*연습 문제:* 아래 데이터에서 "Scouting task: drop one point on every instance of the short"이 들어 있는 줄부터 데이터 마지막 줄까지, 양 끝 줄을 포함해 해당 줄만 빠짐없이 다시 쓰세요. 이때 정답 좌표의 모든 수에 23을 더하세요.

*제공된 데이터:*
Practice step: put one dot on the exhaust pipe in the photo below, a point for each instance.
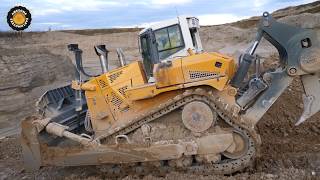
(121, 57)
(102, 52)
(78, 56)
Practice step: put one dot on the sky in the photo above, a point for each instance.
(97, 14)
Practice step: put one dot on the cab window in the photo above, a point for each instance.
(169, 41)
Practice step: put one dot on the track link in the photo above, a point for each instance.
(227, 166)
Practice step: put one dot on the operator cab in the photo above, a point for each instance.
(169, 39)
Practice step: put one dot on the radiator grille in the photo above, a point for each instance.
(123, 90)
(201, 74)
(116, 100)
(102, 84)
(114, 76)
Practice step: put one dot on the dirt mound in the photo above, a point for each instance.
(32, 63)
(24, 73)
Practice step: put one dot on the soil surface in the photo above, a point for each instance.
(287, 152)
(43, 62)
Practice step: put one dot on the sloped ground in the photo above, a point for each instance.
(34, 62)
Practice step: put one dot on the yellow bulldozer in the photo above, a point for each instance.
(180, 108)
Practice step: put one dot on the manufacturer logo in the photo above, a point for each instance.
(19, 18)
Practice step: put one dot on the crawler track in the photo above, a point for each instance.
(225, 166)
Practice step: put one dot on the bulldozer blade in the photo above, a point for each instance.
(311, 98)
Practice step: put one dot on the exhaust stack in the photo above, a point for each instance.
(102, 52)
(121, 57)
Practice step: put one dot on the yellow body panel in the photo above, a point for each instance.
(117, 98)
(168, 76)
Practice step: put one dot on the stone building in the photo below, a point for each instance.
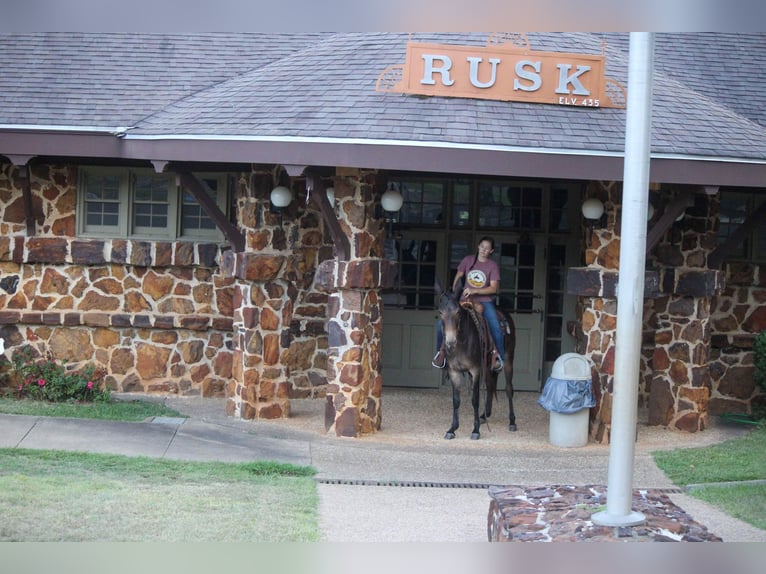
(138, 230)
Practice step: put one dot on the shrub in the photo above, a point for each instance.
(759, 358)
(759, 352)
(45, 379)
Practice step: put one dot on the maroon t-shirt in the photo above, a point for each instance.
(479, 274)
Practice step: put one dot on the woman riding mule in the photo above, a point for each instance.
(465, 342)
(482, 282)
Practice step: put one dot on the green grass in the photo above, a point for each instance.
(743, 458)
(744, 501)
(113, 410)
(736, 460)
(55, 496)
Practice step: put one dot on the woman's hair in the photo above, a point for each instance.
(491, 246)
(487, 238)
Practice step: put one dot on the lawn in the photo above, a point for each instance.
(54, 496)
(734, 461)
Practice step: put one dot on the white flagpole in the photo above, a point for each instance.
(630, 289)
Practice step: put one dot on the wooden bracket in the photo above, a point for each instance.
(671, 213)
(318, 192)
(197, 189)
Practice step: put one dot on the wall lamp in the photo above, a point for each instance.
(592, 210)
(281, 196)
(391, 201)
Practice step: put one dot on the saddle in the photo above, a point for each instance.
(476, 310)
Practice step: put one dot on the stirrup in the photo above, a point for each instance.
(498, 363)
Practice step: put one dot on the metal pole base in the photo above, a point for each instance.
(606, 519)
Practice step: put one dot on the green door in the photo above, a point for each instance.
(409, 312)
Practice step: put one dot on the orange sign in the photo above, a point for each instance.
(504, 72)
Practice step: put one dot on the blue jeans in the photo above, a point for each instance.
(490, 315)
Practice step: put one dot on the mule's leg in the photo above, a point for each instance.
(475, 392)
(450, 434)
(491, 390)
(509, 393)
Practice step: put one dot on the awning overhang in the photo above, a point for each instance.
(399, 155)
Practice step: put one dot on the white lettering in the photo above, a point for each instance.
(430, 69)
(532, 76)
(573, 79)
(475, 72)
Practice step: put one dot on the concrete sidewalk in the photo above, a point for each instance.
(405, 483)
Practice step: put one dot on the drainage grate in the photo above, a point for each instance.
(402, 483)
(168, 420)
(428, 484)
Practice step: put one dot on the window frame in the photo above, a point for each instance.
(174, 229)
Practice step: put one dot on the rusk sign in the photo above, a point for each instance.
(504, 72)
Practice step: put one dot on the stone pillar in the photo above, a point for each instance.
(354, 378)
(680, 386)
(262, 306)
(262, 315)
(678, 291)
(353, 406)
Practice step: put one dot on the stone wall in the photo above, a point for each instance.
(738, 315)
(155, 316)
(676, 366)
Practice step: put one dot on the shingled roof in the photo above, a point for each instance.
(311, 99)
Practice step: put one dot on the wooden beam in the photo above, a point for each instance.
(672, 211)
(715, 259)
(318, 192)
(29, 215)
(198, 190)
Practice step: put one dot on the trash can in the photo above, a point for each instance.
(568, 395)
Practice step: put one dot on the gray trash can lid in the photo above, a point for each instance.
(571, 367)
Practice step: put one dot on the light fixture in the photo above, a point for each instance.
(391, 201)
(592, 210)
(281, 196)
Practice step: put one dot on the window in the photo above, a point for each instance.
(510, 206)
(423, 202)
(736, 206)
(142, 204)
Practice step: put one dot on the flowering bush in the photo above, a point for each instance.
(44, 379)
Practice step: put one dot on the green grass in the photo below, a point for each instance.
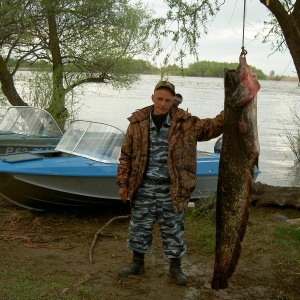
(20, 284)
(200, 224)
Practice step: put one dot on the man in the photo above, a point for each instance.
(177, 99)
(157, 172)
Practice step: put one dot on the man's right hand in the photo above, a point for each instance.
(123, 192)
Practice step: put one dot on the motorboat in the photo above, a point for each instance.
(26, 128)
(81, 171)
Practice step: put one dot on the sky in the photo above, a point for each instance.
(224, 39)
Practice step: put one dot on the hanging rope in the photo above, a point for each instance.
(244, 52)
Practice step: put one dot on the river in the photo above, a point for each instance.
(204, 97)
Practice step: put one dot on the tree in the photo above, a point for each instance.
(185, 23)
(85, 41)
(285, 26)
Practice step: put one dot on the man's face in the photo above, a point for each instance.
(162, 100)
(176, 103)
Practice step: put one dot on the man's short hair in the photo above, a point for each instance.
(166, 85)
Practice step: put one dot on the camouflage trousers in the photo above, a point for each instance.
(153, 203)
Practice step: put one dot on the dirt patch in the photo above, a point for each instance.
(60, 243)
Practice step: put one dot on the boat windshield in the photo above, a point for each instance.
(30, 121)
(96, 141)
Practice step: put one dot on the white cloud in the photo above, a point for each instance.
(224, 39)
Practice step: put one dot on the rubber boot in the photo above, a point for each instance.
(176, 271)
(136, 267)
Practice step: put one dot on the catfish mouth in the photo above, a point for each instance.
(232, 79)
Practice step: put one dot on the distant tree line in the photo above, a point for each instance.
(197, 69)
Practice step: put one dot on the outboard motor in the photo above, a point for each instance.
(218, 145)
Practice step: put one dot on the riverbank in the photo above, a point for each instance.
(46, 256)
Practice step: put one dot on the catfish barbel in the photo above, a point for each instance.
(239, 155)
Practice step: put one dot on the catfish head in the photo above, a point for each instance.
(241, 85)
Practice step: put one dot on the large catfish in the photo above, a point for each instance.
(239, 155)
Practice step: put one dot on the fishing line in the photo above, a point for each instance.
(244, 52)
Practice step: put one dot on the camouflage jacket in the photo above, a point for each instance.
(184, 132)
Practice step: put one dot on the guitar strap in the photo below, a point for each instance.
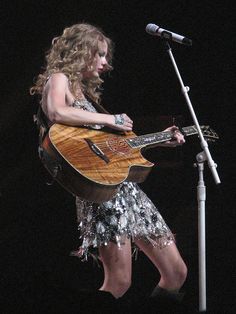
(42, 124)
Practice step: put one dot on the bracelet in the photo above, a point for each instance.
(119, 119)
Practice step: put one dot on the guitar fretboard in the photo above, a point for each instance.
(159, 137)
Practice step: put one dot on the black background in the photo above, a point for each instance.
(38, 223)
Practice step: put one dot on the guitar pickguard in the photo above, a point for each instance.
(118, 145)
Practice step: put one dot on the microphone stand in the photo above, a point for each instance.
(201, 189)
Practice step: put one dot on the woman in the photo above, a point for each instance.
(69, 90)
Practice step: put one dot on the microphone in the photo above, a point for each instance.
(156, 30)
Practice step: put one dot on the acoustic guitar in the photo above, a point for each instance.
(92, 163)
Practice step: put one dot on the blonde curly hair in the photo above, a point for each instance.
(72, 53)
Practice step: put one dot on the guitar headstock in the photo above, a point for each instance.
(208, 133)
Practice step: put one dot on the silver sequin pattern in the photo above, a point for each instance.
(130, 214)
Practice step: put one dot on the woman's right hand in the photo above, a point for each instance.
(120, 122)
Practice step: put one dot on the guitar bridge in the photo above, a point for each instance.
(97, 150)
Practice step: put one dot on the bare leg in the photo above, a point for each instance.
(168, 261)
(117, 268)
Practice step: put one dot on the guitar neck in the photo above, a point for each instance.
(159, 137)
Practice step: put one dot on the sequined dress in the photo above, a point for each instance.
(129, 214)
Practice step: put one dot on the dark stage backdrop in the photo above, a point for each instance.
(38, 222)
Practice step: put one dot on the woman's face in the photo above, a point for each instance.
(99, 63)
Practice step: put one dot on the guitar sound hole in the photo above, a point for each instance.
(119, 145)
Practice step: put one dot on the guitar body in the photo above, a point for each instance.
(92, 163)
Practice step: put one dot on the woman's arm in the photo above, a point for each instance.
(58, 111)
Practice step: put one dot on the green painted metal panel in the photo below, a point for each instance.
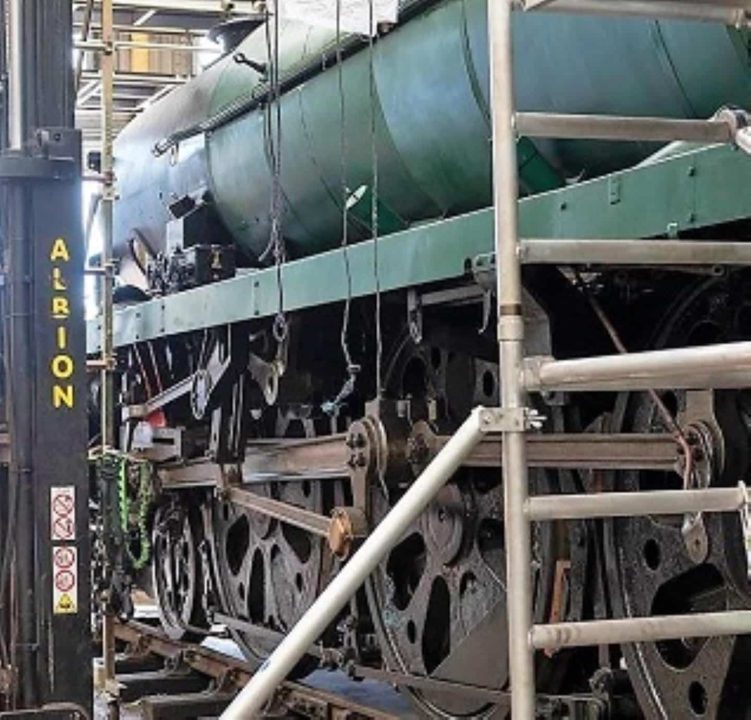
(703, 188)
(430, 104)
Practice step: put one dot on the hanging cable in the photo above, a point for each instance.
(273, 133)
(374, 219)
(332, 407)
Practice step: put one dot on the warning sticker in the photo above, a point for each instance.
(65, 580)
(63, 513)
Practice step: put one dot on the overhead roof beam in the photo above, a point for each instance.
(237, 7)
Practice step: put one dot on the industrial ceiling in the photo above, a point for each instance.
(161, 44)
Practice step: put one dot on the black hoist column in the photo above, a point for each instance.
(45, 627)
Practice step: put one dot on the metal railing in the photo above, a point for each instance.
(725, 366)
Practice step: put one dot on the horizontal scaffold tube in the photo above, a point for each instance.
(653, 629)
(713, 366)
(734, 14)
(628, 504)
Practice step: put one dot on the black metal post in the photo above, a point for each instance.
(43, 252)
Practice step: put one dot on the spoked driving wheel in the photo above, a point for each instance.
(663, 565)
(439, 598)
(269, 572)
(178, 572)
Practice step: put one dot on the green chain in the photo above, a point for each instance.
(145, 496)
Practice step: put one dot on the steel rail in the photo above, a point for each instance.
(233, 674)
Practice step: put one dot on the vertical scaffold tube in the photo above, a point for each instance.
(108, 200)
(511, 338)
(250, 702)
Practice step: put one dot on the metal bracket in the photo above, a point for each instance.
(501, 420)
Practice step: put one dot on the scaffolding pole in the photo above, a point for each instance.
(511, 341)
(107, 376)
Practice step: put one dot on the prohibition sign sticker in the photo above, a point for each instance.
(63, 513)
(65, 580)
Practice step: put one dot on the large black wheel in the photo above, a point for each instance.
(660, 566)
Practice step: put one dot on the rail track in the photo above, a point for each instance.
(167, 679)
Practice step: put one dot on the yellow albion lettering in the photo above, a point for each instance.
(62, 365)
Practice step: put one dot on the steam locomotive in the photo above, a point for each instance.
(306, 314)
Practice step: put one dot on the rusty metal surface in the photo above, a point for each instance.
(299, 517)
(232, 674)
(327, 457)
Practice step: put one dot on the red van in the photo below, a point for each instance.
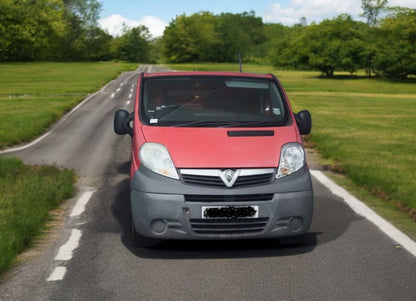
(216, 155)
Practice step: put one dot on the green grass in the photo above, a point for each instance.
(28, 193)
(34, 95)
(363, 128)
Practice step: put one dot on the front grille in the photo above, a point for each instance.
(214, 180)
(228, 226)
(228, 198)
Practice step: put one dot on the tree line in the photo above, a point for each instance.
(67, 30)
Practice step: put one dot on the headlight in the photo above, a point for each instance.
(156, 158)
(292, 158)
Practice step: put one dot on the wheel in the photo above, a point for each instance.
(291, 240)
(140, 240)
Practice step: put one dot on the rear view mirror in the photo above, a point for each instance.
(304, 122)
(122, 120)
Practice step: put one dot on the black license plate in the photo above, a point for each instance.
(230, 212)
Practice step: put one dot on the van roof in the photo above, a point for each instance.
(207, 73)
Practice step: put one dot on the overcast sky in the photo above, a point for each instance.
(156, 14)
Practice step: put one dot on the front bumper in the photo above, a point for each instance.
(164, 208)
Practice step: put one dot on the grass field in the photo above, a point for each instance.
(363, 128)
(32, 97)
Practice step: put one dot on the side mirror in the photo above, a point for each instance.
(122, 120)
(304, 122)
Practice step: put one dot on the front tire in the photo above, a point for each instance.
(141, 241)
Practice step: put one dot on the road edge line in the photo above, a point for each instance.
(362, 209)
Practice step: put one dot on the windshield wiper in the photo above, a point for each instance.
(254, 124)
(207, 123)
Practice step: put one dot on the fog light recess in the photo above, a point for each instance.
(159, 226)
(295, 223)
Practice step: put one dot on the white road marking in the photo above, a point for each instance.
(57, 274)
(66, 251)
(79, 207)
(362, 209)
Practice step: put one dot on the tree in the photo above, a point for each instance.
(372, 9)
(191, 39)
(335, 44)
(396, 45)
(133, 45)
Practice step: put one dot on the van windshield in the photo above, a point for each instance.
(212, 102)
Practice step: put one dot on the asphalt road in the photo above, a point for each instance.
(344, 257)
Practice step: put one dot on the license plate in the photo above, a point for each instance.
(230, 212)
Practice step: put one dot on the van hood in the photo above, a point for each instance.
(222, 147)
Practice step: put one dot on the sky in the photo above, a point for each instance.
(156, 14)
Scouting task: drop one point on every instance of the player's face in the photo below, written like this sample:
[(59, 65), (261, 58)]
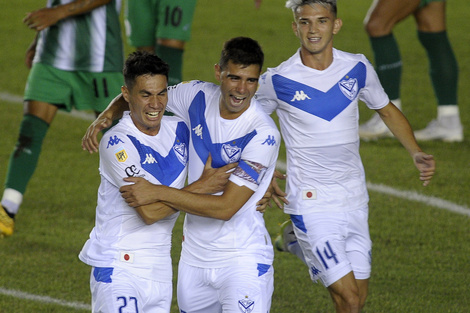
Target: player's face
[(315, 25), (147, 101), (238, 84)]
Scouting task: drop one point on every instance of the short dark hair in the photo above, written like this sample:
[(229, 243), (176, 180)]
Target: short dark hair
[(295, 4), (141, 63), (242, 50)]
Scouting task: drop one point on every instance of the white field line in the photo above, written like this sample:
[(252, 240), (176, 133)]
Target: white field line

*문제 해답:*
Scouting task: drop one point on every instance of the short dark hair in the photo above, written like this sample:
[(229, 243), (176, 180)]
Target: short dark hair
[(318, 27), (164, 86), (265, 73)]
Scouting task: drop one point on every instance of the white field line in the photo above, written like this sample:
[(252, 240), (176, 133)]
Target: white field line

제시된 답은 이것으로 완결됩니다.